# EXERCISE INSTRUCTIONS
Would you return the data below exactly as it stands, with every picture left out?

# MATERIALS PROVIDED
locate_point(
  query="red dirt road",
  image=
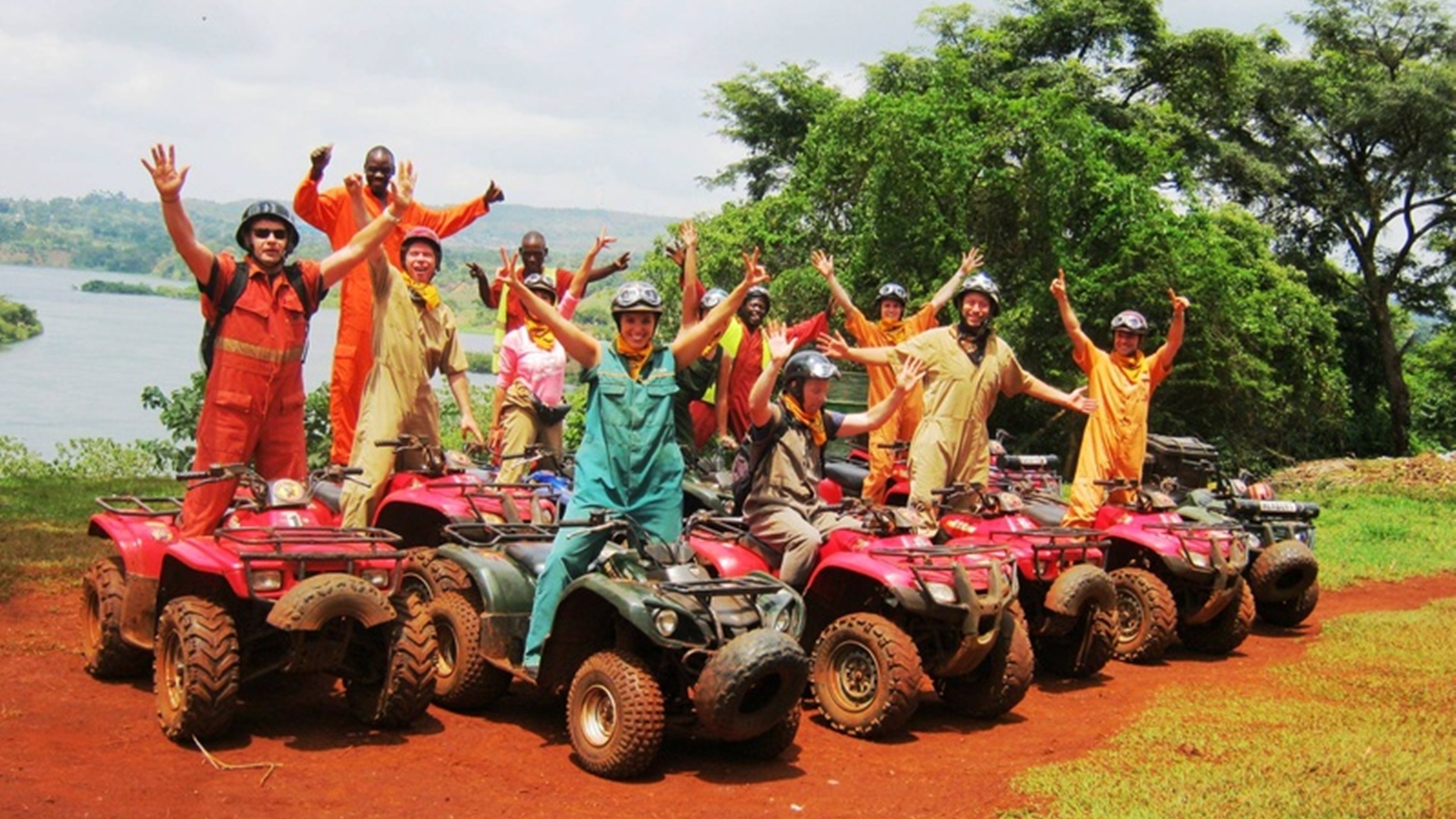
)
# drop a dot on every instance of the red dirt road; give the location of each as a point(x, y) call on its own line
point(73, 746)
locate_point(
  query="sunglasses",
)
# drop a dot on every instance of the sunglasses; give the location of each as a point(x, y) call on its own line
point(637, 293)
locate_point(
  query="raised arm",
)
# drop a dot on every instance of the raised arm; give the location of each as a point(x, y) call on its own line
point(761, 397)
point(372, 235)
point(574, 340)
point(692, 340)
point(836, 347)
point(824, 264)
point(378, 264)
point(169, 180)
point(970, 262)
point(910, 372)
point(1069, 319)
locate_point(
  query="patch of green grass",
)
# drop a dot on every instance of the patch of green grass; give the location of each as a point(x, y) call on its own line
point(42, 526)
point(1365, 725)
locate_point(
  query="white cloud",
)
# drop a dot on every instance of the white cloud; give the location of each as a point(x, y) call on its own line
point(564, 102)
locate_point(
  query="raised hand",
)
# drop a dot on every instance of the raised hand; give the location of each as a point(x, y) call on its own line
point(971, 261)
point(833, 346)
point(165, 172)
point(403, 187)
point(319, 159)
point(823, 262)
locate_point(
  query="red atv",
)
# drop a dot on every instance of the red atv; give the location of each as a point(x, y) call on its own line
point(1068, 599)
point(887, 608)
point(274, 589)
point(1174, 577)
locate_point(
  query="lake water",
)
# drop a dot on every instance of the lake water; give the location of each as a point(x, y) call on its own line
point(83, 376)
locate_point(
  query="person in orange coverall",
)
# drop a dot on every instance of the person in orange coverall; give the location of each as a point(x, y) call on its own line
point(331, 212)
point(253, 407)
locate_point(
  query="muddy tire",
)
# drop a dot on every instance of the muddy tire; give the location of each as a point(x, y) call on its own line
point(400, 679)
point(1001, 681)
point(772, 742)
point(1283, 572)
point(107, 654)
point(1084, 651)
point(1226, 630)
point(197, 670)
point(465, 681)
point(1289, 613)
point(865, 675)
point(750, 684)
point(1147, 615)
point(615, 716)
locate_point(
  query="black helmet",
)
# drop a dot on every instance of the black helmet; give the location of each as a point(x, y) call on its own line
point(712, 299)
point(810, 365)
point(1130, 321)
point(983, 284)
point(759, 292)
point(637, 297)
point(271, 210)
point(542, 287)
point(893, 290)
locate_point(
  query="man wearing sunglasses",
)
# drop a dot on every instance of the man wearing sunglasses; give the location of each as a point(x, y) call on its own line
point(332, 213)
point(1123, 381)
point(253, 407)
point(892, 328)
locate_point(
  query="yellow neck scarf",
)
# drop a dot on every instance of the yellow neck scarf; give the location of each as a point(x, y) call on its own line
point(541, 333)
point(425, 293)
point(635, 359)
point(814, 423)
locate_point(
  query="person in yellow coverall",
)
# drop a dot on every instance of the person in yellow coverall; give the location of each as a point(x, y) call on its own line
point(414, 335)
point(1123, 381)
point(967, 368)
point(892, 328)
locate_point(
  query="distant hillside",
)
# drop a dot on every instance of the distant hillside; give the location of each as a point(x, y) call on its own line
point(105, 231)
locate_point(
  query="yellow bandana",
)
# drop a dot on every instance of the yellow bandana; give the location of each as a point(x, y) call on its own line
point(425, 293)
point(635, 359)
point(541, 333)
point(814, 423)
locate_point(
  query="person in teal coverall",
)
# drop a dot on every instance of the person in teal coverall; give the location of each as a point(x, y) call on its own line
point(628, 461)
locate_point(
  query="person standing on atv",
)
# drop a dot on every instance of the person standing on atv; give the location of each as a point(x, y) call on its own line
point(892, 328)
point(332, 213)
point(1123, 381)
point(786, 450)
point(967, 368)
point(530, 384)
point(253, 406)
point(628, 461)
point(746, 356)
point(414, 337)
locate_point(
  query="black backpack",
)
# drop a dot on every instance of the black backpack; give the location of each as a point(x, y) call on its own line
point(232, 295)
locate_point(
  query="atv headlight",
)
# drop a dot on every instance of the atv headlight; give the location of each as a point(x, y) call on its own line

# EXERCISE SOLUTION
locate_point(
  query="red dirt road",
  image=
)
# drop a dot on every instance of the red dirt road; give the location of each as a point(x, y) call on its own line
point(73, 746)
locate_point(
  query="sunglasses",
)
# drop a dot on every instance of the sunglasses; give the location of each as a point(x, y) call on its own line
point(637, 293)
locate_point(
  query="raised arm",
)
# drop a dot on every instance of the raised arm; give the location of each as a point(x, y) call on its own line
point(761, 397)
point(372, 235)
point(574, 340)
point(692, 340)
point(836, 347)
point(824, 264)
point(378, 264)
point(169, 180)
point(970, 262)
point(910, 372)
point(1069, 319)
locate_point(
  query="patch of green grass",
)
# drop a dot on every instance of the patch of green grass; give the location of each as a point(x, y) call on its own line
point(42, 526)
point(1365, 725)
locate_point(
  query="white cloud",
)
# drop a dot on every instance of the white cloud; give the location of each as a point(x, y) call on its own line
point(564, 102)
locate_point(
  query="raised hand",
)
# drop a dot on every instance of the raised hand; give the location of each as a point(x, y) call on its own line
point(971, 261)
point(833, 346)
point(165, 172)
point(403, 187)
point(319, 159)
point(823, 262)
locate_point(
  query="red atv",
)
# drop a dot on every instance of the red atv; give the location of each as a point(x, y) call on its own line
point(1068, 599)
point(887, 608)
point(274, 589)
point(1174, 577)
locate_point(
  query="lake water",
)
# drop a dot on every instance of the lake water; give the location of each as a point(x, y) call on its own line
point(83, 376)
locate_point(
  query="person in orange coverall",
)
# drop a dot on every instance of the person in orange coverall; give the location of each as a point(x, y) call on its own line
point(331, 212)
point(253, 407)
locate_point(
  query="muddy tire",
)
# drop a dot on every instance of the muddy tire; give the location of each as a point(x, y) call on its own line
point(400, 679)
point(1001, 681)
point(772, 742)
point(1283, 572)
point(107, 654)
point(1084, 651)
point(1226, 630)
point(197, 670)
point(465, 681)
point(1289, 613)
point(865, 675)
point(750, 684)
point(1147, 615)
point(615, 716)
locate_point(
  query="black helmet",
)
# drop a dot on every instance of the black helmet; give the location of each as a point(x, y) call on its own line
point(712, 299)
point(810, 365)
point(1130, 321)
point(983, 284)
point(759, 292)
point(637, 297)
point(271, 210)
point(542, 287)
point(893, 290)
locate_point(
  query="man wearing sunglasses",
)
# drop a dot on every instance of the man wearing sunglasses; give the location of each as a point(x, y) call on its own line
point(332, 213)
point(1123, 381)
point(253, 407)
point(892, 328)
locate_point(
  query="yellow neck scarf",
)
# drop a dot on every instance of the yellow neck scarf; give the location of each as a point(x, y) call on its own line
point(541, 333)
point(425, 293)
point(635, 359)
point(814, 423)
locate_point(
  query="person in yellow coverall",
)
# drop a dot on every instance of the person in yellow coverall; give the location of each as a point(x, y) call on its own line
point(414, 335)
point(1123, 381)
point(967, 368)
point(892, 328)
locate_point(
  query="distant hillside",
)
# drop a dot on every instance of the distant hillside; give the location of each as a point(x, y) call on its own line
point(105, 231)
locate_point(
  query="yellow bandana",
)
# drop a dot on every instance of the yellow bandana; give the location of each as a point(x, y) call on its own line
point(425, 293)
point(635, 359)
point(541, 333)
point(814, 423)
locate_point(
  query="person in teal coverall",
)
# drop a dot on every instance of the person in teal coverall; give the location of each as a point(x, y) call on its own line
point(628, 461)
locate_point(
  query="person standing on atv",
)
# drop a dot on every instance of the person standing on atv; give the location of each as a point(x, y) call on its own line
point(892, 328)
point(332, 213)
point(1123, 381)
point(786, 450)
point(967, 368)
point(530, 384)
point(253, 406)
point(628, 461)
point(746, 356)
point(414, 337)
locate_point(
  query="black backpack",
)
# drop a dot on every instance of the black backpack; give the location of each as a point(x, y) call on its own line
point(232, 295)
locate_point(
  query="atv headlight",
)
# drop a dot on every instance of the atv headlight; give the location of each as a point(x, y) call on its own line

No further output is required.